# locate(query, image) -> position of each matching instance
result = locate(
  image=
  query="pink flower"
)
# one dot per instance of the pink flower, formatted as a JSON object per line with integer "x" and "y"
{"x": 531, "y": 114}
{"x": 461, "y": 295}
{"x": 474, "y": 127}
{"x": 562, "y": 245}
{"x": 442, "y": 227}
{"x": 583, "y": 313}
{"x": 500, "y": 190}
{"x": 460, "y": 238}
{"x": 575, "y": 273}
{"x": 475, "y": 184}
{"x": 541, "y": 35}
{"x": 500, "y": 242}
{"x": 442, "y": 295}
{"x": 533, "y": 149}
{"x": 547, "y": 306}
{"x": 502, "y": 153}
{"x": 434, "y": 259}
_ _ _ _
Go through the lines above and copy any that contain "query".

# locate(query, image) -> position of each matching instance
  query="pink flower"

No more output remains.